[LISTED ENTRIES Boundary: Start]

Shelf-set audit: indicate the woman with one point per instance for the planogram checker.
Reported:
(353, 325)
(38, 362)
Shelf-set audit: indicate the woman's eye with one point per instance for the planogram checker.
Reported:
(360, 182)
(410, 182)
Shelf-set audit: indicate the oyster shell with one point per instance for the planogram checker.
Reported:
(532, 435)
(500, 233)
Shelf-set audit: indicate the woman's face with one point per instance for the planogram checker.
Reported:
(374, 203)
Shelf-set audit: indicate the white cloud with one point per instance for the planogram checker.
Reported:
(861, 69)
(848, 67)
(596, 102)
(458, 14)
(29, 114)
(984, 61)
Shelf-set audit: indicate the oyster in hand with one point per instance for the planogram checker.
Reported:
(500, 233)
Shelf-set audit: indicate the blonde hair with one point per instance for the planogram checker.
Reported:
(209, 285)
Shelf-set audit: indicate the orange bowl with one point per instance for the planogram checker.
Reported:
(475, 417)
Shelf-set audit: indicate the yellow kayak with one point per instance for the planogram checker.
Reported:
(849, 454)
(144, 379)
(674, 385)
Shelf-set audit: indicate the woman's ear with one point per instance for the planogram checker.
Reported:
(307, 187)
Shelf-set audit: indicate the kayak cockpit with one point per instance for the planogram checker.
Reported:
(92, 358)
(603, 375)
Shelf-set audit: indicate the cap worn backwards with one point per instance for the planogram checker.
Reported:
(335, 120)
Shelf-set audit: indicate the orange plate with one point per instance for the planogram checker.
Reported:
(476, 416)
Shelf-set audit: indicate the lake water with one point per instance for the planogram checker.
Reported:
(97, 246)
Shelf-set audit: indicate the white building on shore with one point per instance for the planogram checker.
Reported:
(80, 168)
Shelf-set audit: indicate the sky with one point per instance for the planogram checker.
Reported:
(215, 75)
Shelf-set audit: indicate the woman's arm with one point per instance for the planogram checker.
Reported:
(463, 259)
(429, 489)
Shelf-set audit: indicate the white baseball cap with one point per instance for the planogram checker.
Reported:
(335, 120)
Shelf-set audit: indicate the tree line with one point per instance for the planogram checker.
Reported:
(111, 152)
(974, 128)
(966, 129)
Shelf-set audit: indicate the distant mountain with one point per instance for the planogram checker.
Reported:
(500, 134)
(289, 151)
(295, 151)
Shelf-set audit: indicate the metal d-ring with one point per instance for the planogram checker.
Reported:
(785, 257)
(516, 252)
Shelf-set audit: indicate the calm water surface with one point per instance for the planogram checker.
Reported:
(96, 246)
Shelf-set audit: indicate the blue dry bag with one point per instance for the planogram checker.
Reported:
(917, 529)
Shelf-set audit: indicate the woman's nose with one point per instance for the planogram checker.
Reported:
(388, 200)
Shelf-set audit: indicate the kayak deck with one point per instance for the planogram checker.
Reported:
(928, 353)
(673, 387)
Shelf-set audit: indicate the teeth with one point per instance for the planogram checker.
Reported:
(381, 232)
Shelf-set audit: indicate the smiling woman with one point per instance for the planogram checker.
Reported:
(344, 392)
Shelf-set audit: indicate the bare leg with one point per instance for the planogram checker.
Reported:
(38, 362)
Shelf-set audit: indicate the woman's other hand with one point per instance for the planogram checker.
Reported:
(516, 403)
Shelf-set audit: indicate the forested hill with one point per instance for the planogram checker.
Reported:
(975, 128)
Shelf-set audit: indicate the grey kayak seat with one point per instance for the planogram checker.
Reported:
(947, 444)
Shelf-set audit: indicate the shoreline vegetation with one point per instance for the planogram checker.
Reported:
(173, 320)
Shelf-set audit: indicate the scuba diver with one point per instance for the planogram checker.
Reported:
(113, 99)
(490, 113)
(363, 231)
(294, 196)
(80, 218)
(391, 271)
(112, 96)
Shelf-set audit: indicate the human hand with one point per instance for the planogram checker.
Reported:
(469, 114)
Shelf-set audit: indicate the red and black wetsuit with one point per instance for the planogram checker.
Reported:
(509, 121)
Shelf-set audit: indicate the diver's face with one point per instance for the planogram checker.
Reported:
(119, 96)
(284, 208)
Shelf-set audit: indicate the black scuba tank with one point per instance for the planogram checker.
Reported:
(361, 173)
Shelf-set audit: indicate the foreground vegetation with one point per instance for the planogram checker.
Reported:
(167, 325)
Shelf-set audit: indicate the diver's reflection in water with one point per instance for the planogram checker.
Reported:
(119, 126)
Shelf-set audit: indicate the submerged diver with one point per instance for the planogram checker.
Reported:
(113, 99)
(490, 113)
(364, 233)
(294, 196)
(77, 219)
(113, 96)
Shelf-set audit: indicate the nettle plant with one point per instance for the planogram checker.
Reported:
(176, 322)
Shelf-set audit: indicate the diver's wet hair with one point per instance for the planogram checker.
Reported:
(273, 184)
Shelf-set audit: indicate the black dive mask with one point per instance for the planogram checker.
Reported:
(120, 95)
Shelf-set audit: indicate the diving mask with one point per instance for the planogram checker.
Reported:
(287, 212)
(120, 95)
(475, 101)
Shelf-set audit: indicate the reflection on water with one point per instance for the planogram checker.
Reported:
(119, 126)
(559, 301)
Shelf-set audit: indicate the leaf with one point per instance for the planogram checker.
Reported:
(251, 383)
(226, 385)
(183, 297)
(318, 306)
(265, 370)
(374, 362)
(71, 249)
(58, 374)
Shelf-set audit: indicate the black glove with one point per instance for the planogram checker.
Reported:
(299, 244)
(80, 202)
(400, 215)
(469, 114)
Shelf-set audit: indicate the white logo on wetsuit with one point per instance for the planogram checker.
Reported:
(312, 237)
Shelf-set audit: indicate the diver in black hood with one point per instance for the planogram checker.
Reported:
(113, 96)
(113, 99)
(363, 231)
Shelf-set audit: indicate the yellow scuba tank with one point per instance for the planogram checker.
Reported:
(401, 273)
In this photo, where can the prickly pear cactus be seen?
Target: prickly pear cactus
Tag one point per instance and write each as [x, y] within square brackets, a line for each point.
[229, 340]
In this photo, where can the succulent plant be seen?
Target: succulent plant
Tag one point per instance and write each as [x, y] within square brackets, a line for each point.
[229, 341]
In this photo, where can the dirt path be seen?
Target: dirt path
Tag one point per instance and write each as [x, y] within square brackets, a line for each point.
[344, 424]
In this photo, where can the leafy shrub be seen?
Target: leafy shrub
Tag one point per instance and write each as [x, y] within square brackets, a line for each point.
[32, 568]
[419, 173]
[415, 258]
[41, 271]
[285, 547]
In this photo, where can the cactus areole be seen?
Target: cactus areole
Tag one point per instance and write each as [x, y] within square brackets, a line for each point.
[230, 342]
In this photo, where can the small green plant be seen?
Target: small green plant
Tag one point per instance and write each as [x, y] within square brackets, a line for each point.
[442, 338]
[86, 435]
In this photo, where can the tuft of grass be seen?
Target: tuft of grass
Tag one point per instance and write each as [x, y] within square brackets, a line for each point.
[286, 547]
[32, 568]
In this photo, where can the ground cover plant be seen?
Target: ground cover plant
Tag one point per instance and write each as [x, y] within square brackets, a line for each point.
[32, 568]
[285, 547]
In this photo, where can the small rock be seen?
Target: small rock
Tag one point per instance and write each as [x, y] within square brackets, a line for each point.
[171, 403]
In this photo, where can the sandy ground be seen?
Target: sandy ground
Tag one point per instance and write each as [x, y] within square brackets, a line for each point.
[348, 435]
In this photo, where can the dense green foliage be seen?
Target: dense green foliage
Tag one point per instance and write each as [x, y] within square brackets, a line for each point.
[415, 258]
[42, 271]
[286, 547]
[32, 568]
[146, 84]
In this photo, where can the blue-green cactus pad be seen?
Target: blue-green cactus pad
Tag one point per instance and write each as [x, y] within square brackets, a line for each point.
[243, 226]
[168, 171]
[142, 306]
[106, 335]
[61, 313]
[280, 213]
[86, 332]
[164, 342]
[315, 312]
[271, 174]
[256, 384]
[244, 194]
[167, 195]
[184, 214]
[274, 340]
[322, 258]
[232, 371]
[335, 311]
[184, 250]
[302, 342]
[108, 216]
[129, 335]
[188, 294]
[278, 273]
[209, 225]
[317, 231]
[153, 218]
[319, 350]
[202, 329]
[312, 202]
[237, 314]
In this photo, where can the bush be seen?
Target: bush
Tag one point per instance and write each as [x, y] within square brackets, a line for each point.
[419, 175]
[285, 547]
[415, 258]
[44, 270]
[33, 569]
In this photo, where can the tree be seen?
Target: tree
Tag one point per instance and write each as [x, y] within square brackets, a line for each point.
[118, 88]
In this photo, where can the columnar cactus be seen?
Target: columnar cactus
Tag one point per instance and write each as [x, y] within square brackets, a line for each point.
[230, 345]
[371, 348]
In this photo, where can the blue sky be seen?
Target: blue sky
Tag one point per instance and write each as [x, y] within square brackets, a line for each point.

[LISTED ENTRIES Boundary: End]

### REQUIRED WORK
Where in the entries above does the word "mask" appear? Copy each line that has it.

### RESULT OF THE TASK
Shelf-set audit: indicate the black dive mask with one point per instance for the planogram checker.
Shelf-set audit: indicate the diving mask with one point per instance for the planogram checker.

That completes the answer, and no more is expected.